**Short task**:
Reproduce the part of the data below that begins with the line containing "Where can the window" and runs to the end of the data. Copy only those lines, both ends included, with no changes.

--- start of Dataset content ---

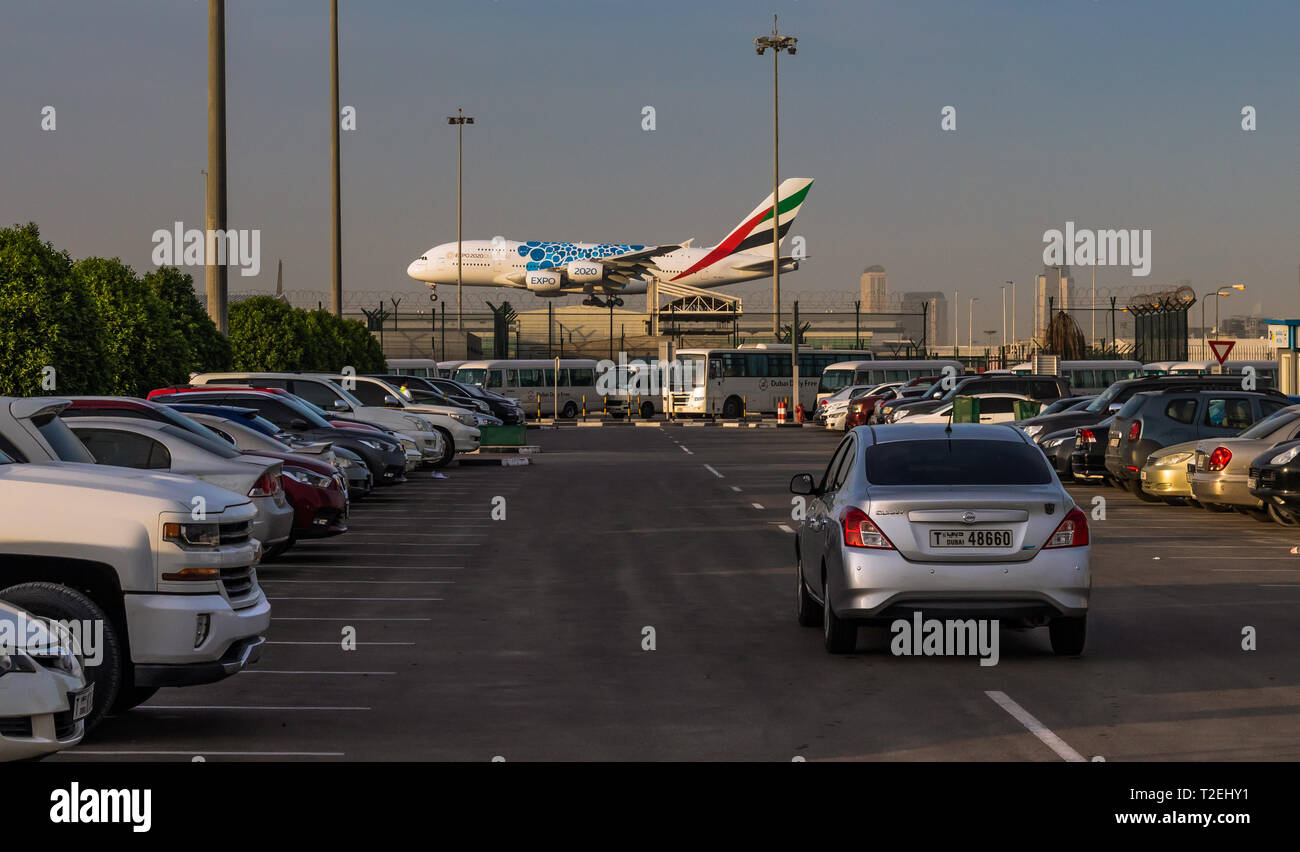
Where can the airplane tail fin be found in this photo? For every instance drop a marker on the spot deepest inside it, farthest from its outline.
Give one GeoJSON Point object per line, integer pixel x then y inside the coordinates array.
{"type": "Point", "coordinates": [754, 232]}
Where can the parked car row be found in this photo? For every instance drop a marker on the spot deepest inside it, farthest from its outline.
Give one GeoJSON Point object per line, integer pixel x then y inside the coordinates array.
{"type": "Point", "coordinates": [1183, 440]}
{"type": "Point", "coordinates": [148, 519]}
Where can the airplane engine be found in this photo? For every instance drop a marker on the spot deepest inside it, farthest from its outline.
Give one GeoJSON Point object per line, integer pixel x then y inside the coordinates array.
{"type": "Point", "coordinates": [545, 281]}
{"type": "Point", "coordinates": [585, 273]}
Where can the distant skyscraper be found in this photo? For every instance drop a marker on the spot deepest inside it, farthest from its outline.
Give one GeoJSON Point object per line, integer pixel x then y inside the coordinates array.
{"type": "Point", "coordinates": [935, 305]}
{"type": "Point", "coordinates": [1053, 290]}
{"type": "Point", "coordinates": [875, 292]}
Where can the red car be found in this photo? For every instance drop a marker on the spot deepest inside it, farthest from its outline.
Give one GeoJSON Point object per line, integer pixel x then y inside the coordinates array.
{"type": "Point", "coordinates": [312, 488]}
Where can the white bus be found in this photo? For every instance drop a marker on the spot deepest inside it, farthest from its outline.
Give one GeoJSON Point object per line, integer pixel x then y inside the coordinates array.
{"type": "Point", "coordinates": [731, 381]}
{"type": "Point", "coordinates": [876, 372]}
{"type": "Point", "coordinates": [536, 385]}
{"type": "Point", "coordinates": [423, 367]}
{"type": "Point", "coordinates": [1266, 371]}
{"type": "Point", "coordinates": [1091, 376]}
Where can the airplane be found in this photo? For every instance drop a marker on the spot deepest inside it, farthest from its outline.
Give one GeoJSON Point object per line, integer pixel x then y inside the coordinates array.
{"type": "Point", "coordinates": [618, 269]}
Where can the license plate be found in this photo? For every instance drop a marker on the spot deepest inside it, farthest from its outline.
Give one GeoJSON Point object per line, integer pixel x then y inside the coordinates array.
{"type": "Point", "coordinates": [970, 537]}
{"type": "Point", "coordinates": [81, 701]}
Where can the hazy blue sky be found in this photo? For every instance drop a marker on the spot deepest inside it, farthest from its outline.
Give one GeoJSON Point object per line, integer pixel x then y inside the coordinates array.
{"type": "Point", "coordinates": [1110, 113]}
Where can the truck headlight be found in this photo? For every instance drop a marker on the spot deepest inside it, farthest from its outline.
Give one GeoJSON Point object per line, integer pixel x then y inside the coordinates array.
{"type": "Point", "coordinates": [193, 535]}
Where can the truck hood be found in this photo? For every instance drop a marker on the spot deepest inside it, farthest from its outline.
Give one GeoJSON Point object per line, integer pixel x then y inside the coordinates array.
{"type": "Point", "coordinates": [124, 481]}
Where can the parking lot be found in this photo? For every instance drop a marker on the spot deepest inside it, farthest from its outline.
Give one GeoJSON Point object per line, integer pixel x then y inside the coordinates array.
{"type": "Point", "coordinates": [529, 638]}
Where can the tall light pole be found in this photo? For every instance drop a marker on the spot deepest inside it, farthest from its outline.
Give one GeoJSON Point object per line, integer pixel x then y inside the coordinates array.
{"type": "Point", "coordinates": [336, 293]}
{"type": "Point", "coordinates": [776, 43]}
{"type": "Point", "coordinates": [1216, 294]}
{"type": "Point", "coordinates": [460, 120]}
{"type": "Point", "coordinates": [1004, 316]}
{"type": "Point", "coordinates": [215, 215]}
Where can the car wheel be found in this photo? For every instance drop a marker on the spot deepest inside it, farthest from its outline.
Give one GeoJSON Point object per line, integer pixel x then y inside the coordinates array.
{"type": "Point", "coordinates": [60, 602]}
{"type": "Point", "coordinates": [806, 609]}
{"type": "Point", "coordinates": [1067, 635]}
{"type": "Point", "coordinates": [130, 697]}
{"type": "Point", "coordinates": [1275, 514]}
{"type": "Point", "coordinates": [839, 635]}
{"type": "Point", "coordinates": [449, 449]}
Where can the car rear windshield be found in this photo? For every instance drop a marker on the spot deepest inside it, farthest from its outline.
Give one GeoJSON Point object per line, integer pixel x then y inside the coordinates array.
{"type": "Point", "coordinates": [956, 462]}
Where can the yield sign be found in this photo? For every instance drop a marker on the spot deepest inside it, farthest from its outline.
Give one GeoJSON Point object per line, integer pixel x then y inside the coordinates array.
{"type": "Point", "coordinates": [1221, 349]}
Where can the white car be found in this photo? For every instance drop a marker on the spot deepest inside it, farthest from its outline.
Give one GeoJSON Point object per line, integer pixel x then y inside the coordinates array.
{"type": "Point", "coordinates": [993, 407]}
{"type": "Point", "coordinates": [44, 697]}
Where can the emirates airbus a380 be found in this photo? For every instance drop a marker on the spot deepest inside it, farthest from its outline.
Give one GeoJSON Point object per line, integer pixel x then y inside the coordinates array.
{"type": "Point", "coordinates": [616, 269]}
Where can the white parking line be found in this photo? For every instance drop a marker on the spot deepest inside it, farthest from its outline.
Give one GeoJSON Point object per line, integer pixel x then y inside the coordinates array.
{"type": "Point", "coordinates": [352, 599]}
{"type": "Point", "coordinates": [200, 752]}
{"type": "Point", "coordinates": [1035, 727]}
{"type": "Point", "coordinates": [233, 706]}
{"type": "Point", "coordinates": [285, 671]}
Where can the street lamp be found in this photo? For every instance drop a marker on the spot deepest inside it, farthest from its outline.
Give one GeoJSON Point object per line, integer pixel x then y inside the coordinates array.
{"type": "Point", "coordinates": [1216, 294]}
{"type": "Point", "coordinates": [460, 120]}
{"type": "Point", "coordinates": [970, 323]}
{"type": "Point", "coordinates": [776, 43]}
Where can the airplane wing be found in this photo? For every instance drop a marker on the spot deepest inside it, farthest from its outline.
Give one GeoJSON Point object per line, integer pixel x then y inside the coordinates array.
{"type": "Point", "coordinates": [758, 266]}
{"type": "Point", "coordinates": [633, 264]}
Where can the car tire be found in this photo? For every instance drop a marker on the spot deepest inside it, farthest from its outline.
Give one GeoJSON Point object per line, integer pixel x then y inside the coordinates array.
{"type": "Point", "coordinates": [806, 610]}
{"type": "Point", "coordinates": [1069, 635]}
{"type": "Point", "coordinates": [449, 448]}
{"type": "Point", "coordinates": [130, 697]}
{"type": "Point", "coordinates": [60, 602]}
{"type": "Point", "coordinates": [1275, 514]}
{"type": "Point", "coordinates": [840, 635]}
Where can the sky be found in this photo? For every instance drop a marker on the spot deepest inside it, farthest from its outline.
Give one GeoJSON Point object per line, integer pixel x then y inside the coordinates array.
{"type": "Point", "coordinates": [1103, 112]}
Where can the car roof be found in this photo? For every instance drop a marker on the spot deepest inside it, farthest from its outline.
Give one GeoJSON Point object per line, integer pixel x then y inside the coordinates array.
{"type": "Point", "coordinates": [940, 431]}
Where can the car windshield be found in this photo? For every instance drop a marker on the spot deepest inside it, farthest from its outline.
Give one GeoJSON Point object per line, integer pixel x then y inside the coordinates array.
{"type": "Point", "coordinates": [956, 462]}
{"type": "Point", "coordinates": [1270, 424]}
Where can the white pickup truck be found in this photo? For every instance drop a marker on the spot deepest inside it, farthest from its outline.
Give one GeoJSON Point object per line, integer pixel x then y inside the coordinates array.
{"type": "Point", "coordinates": [165, 563]}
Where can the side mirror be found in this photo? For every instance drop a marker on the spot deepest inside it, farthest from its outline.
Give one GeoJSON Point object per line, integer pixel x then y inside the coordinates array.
{"type": "Point", "coordinates": [802, 484]}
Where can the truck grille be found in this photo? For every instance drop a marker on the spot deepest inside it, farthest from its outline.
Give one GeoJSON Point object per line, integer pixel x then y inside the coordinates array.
{"type": "Point", "coordinates": [235, 532]}
{"type": "Point", "coordinates": [14, 726]}
{"type": "Point", "coordinates": [241, 585]}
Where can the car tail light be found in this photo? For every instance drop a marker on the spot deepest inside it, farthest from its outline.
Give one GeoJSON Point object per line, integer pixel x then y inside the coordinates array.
{"type": "Point", "coordinates": [1073, 531]}
{"type": "Point", "coordinates": [267, 485]}
{"type": "Point", "coordinates": [859, 532]}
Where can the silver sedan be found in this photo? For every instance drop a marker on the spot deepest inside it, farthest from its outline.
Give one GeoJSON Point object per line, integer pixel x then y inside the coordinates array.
{"type": "Point", "coordinates": [963, 522]}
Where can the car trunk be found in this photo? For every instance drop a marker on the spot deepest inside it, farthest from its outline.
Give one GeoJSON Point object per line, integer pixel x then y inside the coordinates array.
{"type": "Point", "coordinates": [967, 523]}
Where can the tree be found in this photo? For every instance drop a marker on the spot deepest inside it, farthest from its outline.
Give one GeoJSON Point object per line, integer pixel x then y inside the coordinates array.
{"type": "Point", "coordinates": [146, 350]}
{"type": "Point", "coordinates": [208, 349]}
{"type": "Point", "coordinates": [46, 320]}
{"type": "Point", "coordinates": [267, 334]}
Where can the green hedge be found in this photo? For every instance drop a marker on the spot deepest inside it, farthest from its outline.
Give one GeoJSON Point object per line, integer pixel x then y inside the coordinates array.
{"type": "Point", "coordinates": [105, 331]}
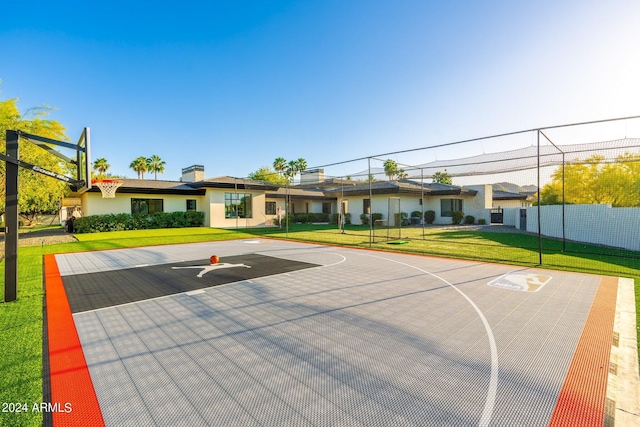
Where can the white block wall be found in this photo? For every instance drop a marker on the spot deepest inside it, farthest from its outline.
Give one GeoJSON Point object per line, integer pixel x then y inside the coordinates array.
{"type": "Point", "coordinates": [598, 224]}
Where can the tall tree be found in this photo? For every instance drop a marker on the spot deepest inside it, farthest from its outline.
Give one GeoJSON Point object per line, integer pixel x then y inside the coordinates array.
{"type": "Point", "coordinates": [38, 193]}
{"type": "Point", "coordinates": [267, 174]}
{"type": "Point", "coordinates": [392, 170]}
{"type": "Point", "coordinates": [442, 177]}
{"type": "Point", "coordinates": [156, 165]}
{"type": "Point", "coordinates": [101, 166]}
{"type": "Point", "coordinates": [280, 165]}
{"type": "Point", "coordinates": [594, 181]}
{"type": "Point", "coordinates": [140, 166]}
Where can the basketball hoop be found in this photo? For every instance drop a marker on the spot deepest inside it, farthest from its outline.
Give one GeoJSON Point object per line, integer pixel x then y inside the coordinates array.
{"type": "Point", "coordinates": [108, 187]}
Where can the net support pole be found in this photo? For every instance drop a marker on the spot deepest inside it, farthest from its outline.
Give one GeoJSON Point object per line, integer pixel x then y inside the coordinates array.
{"type": "Point", "coordinates": [11, 219]}
{"type": "Point", "coordinates": [564, 235]}
{"type": "Point", "coordinates": [370, 203]}
{"type": "Point", "coordinates": [422, 200]}
{"type": "Point", "coordinates": [539, 210]}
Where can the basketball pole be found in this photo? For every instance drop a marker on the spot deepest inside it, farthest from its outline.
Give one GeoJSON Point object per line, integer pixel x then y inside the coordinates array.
{"type": "Point", "coordinates": [13, 165]}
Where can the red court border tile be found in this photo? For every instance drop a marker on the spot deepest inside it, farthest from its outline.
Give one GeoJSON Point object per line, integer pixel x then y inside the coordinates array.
{"type": "Point", "coordinates": [583, 395]}
{"type": "Point", "coordinates": [71, 385]}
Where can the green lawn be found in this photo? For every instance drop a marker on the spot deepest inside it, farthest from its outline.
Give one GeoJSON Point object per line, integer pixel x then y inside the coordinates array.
{"type": "Point", "coordinates": [21, 321]}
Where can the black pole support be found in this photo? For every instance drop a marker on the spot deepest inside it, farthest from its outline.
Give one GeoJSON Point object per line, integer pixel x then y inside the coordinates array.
{"type": "Point", "coordinates": [11, 220]}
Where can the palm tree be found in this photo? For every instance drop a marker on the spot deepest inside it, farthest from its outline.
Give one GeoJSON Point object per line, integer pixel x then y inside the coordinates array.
{"type": "Point", "coordinates": [301, 164]}
{"type": "Point", "coordinates": [140, 166]}
{"type": "Point", "coordinates": [155, 164]}
{"type": "Point", "coordinates": [101, 166]}
{"type": "Point", "coordinates": [390, 169]}
{"type": "Point", "coordinates": [280, 165]}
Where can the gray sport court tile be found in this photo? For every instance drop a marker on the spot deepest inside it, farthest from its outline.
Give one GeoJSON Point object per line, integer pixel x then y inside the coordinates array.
{"type": "Point", "coordinates": [367, 338]}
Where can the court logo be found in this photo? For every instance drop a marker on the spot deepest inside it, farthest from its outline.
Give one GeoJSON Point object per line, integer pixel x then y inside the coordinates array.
{"type": "Point", "coordinates": [210, 267]}
{"type": "Point", "coordinates": [525, 282]}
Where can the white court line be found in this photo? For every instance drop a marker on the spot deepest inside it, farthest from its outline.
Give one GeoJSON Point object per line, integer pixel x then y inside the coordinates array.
{"type": "Point", "coordinates": [493, 380]}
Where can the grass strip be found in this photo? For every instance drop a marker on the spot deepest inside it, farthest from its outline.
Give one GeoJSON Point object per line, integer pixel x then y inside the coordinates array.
{"type": "Point", "coordinates": [21, 321]}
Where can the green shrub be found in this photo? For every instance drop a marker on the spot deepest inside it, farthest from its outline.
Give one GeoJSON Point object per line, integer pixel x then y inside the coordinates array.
{"type": "Point", "coordinates": [402, 218]}
{"type": "Point", "coordinates": [456, 217]}
{"type": "Point", "coordinates": [430, 216]}
{"type": "Point", "coordinates": [347, 218]}
{"type": "Point", "coordinates": [376, 217]}
{"type": "Point", "coordinates": [121, 222]}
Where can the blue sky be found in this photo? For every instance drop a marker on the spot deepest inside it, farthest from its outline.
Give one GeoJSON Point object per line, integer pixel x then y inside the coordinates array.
{"type": "Point", "coordinates": [233, 85]}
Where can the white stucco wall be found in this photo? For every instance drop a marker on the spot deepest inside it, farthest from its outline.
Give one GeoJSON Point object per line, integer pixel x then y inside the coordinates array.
{"type": "Point", "coordinates": [511, 204]}
{"type": "Point", "coordinates": [599, 224]}
{"type": "Point", "coordinates": [380, 205]}
{"type": "Point", "coordinates": [215, 198]}
{"type": "Point", "coordinates": [94, 204]}
{"type": "Point", "coordinates": [479, 205]}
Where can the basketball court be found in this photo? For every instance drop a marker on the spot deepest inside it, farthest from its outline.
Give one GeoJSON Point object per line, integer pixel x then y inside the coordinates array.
{"type": "Point", "coordinates": [283, 333]}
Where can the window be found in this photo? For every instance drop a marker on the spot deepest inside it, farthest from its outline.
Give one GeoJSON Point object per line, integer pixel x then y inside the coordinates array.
{"type": "Point", "coordinates": [366, 206]}
{"type": "Point", "coordinates": [270, 208]}
{"type": "Point", "coordinates": [237, 205]}
{"type": "Point", "coordinates": [447, 206]}
{"type": "Point", "coordinates": [147, 206]}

--- end of Dataset content ---

**Solution to the problem**:
Where can the window be found in this photo? For every instance drop a marker on the spot deepest inside it, farthest from its outline.
Give one GeoJSON Point object per line, integer pixel x then y inside the coordinates array.
{"type": "Point", "coordinates": [366, 206]}
{"type": "Point", "coordinates": [270, 208]}
{"type": "Point", "coordinates": [237, 205]}
{"type": "Point", "coordinates": [447, 206]}
{"type": "Point", "coordinates": [147, 206]}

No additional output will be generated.